_Exercise requirements_
Can you reproduce the data below, everything from the start down to the line containing "[0,108,54,247]", with both ends included and the pictures left out?

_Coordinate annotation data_
┄┄┄┄┄┄┄┄┄┄┄┄┄┄┄┄┄┄┄┄
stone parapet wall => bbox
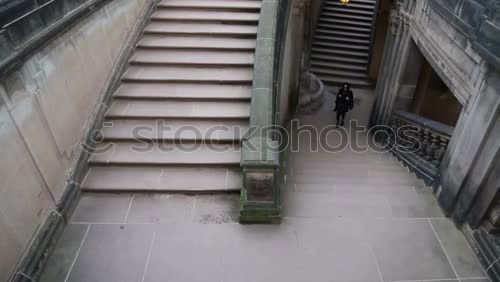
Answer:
[0,0,148,281]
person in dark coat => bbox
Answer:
[333,82,354,126]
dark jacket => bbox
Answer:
[335,88,354,113]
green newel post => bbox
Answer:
[240,0,281,223]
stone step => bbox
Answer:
[311,53,368,67]
[324,1,375,12]
[106,99,250,119]
[113,83,252,100]
[316,28,370,38]
[318,22,371,34]
[130,49,254,66]
[323,5,374,17]
[321,11,373,22]
[102,118,249,142]
[311,67,368,79]
[81,166,242,192]
[158,0,261,11]
[312,47,368,59]
[89,141,241,165]
[151,9,259,24]
[320,15,372,27]
[311,60,368,73]
[122,65,253,84]
[314,34,370,45]
[137,34,256,51]
[326,0,377,5]
[313,40,370,53]
[144,21,257,38]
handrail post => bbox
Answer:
[240,0,281,223]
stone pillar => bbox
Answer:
[370,1,413,126]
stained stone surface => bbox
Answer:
[38,88,489,282]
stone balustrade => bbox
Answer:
[378,111,453,189]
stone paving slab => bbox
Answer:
[43,192,488,282]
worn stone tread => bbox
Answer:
[151,9,259,23]
[106,100,250,118]
[89,142,241,165]
[158,0,261,10]
[130,49,254,65]
[138,34,256,51]
[123,66,253,82]
[144,21,257,36]
[102,118,249,141]
[82,166,242,192]
[113,82,252,100]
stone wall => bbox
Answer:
[371,0,500,226]
[0,0,147,281]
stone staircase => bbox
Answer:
[311,0,377,87]
[81,0,261,192]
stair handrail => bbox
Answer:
[379,111,454,189]
[368,0,381,80]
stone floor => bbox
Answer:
[41,88,489,282]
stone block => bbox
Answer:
[0,108,54,247]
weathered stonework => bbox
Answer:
[371,0,500,253]
[0,0,152,281]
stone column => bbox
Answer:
[370,1,413,126]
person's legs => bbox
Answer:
[340,112,345,126]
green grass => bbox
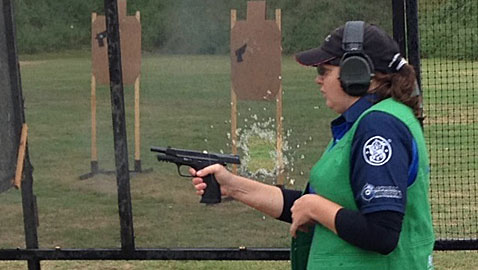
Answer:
[0,52,478,269]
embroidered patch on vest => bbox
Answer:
[360,184,402,202]
[363,136,392,166]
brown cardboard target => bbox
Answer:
[231,1,281,100]
[91,0,141,85]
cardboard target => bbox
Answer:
[91,0,141,85]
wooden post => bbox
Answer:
[91,74,98,173]
[13,123,28,189]
[275,9,284,186]
[231,9,237,174]
[134,11,141,172]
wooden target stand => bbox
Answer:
[80,0,152,180]
[231,1,284,186]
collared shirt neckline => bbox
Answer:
[330,94,377,145]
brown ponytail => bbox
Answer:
[369,64,421,118]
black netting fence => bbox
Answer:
[418,0,478,240]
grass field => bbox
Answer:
[0,52,478,269]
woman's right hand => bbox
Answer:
[189,164,234,196]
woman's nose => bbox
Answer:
[315,75,324,85]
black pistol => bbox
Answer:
[151,146,241,204]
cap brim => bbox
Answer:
[295,48,337,67]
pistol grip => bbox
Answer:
[200,174,221,204]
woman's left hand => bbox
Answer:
[290,194,320,237]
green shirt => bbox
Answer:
[291,99,434,270]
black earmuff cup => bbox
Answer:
[340,55,372,96]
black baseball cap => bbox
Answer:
[295,23,406,73]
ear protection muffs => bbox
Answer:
[340,21,374,96]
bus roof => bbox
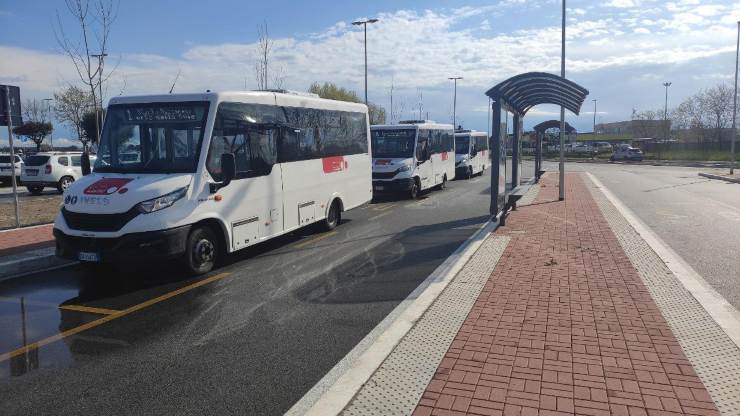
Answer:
[108,91,367,113]
[455,130,488,137]
[370,122,452,130]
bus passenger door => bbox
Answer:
[416,136,434,189]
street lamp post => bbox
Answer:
[352,19,378,105]
[90,52,108,143]
[663,82,673,140]
[41,98,54,151]
[591,100,596,138]
[447,77,463,131]
[730,21,740,175]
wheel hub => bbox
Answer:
[193,239,216,264]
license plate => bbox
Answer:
[77,251,100,263]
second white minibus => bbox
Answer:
[54,91,372,274]
[455,130,491,179]
[370,120,455,198]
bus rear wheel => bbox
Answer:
[322,200,342,231]
[185,226,218,275]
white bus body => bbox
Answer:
[54,91,372,273]
[370,120,455,198]
[455,130,491,179]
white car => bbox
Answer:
[0,154,23,183]
[21,152,88,195]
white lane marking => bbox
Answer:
[586,172,740,348]
[285,221,498,416]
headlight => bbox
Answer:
[136,186,188,214]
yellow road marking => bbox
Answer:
[295,231,337,248]
[367,211,392,221]
[0,273,230,362]
[59,305,121,315]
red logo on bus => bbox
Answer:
[321,156,348,173]
[84,178,133,195]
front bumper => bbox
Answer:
[373,178,414,193]
[54,225,190,263]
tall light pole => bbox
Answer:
[730,22,740,175]
[591,100,596,139]
[558,0,565,201]
[352,19,378,105]
[41,98,54,151]
[90,52,108,143]
[447,77,463,131]
[663,82,673,140]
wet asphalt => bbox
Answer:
[0,167,508,415]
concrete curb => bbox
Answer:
[699,172,740,183]
[0,247,77,282]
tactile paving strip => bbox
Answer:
[343,235,510,416]
[586,176,740,416]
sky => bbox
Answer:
[0,0,740,144]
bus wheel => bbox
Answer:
[322,200,342,231]
[409,180,419,199]
[185,227,218,275]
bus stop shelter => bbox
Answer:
[486,72,588,220]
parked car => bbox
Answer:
[21,152,89,195]
[593,142,614,153]
[609,145,643,162]
[0,153,23,184]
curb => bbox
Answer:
[0,247,77,282]
[699,172,740,183]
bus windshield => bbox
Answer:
[371,129,416,158]
[455,136,470,155]
[95,101,208,173]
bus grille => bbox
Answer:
[373,170,398,179]
[62,207,139,232]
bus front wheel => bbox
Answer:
[186,226,218,275]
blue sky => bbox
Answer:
[0,0,740,147]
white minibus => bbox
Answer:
[370,120,455,198]
[455,130,491,179]
[54,91,372,274]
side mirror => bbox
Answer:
[210,153,236,194]
[221,153,236,188]
[80,152,92,176]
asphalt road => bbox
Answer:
[556,163,740,309]
[0,171,498,415]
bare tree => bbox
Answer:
[54,85,93,148]
[54,0,118,143]
[254,22,273,90]
[699,83,733,145]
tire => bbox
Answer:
[439,175,447,191]
[321,199,342,231]
[185,226,219,275]
[409,180,419,199]
[57,176,75,194]
[26,185,44,195]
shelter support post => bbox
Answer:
[488,100,501,218]
[511,114,522,189]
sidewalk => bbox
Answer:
[328,173,740,416]
[0,224,72,281]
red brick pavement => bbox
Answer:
[414,174,719,416]
[0,224,54,257]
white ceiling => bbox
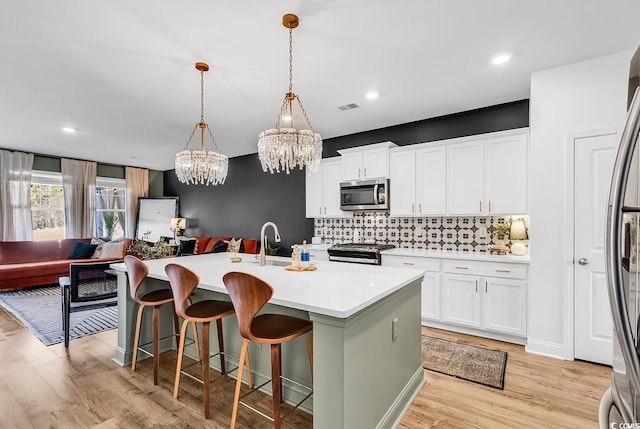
┄┄┄┄┄┄┄┄┄┄┄┄┄┄┄┄┄┄┄┄
_Complete answer_
stone parapet wall => bbox
Answer:
[0,0,148,281]
person in dark coat => bbox
Answer:
[333,82,354,126]
dark jacket => bbox
Answer:
[335,88,354,113]
green newel post => bbox
Answer:
[240,0,281,223]
stone step => bbox
Answer:
[311,53,368,67]
[324,1,375,12]
[106,99,250,119]
[113,83,252,100]
[316,28,370,38]
[318,22,371,34]
[130,49,254,66]
[323,5,374,17]
[321,11,373,22]
[102,118,249,142]
[311,67,368,79]
[81,166,242,192]
[158,0,261,11]
[312,47,368,59]
[89,141,241,165]
[151,9,259,24]
[320,15,372,27]
[311,60,368,73]
[122,65,253,84]
[314,34,370,45]
[137,34,256,51]
[326,0,377,5]
[313,40,370,53]
[144,21,257,38]
handrail post => bbox
Answer:
[240,0,281,223]
stone pillar => bbox
Answer:
[370,1,413,126]
stained stone surface => bbox
Answer:
[38,88,489,282]
stone balustrade => bbox
Answer:
[378,111,453,189]
stone paving slab => bbox
Answer:
[43,192,488,282]
worn stone tread => bbox
Answer:
[151,9,259,23]
[106,100,250,118]
[89,142,241,165]
[158,0,261,10]
[130,49,254,65]
[138,34,256,51]
[123,66,253,82]
[144,21,257,36]
[102,118,249,141]
[82,166,242,192]
[113,82,252,100]
stone wall => bbox
Answer:
[371,0,500,226]
[0,0,147,281]
stone staircase => bbox
Answer:
[311,0,377,87]
[81,0,261,192]
stair handrail => bbox
Answer:
[379,111,454,189]
[368,0,381,80]
stone floor => bbox
Answer:
[41,88,489,282]
stone block => bbox
Answer:
[0,108,54,247]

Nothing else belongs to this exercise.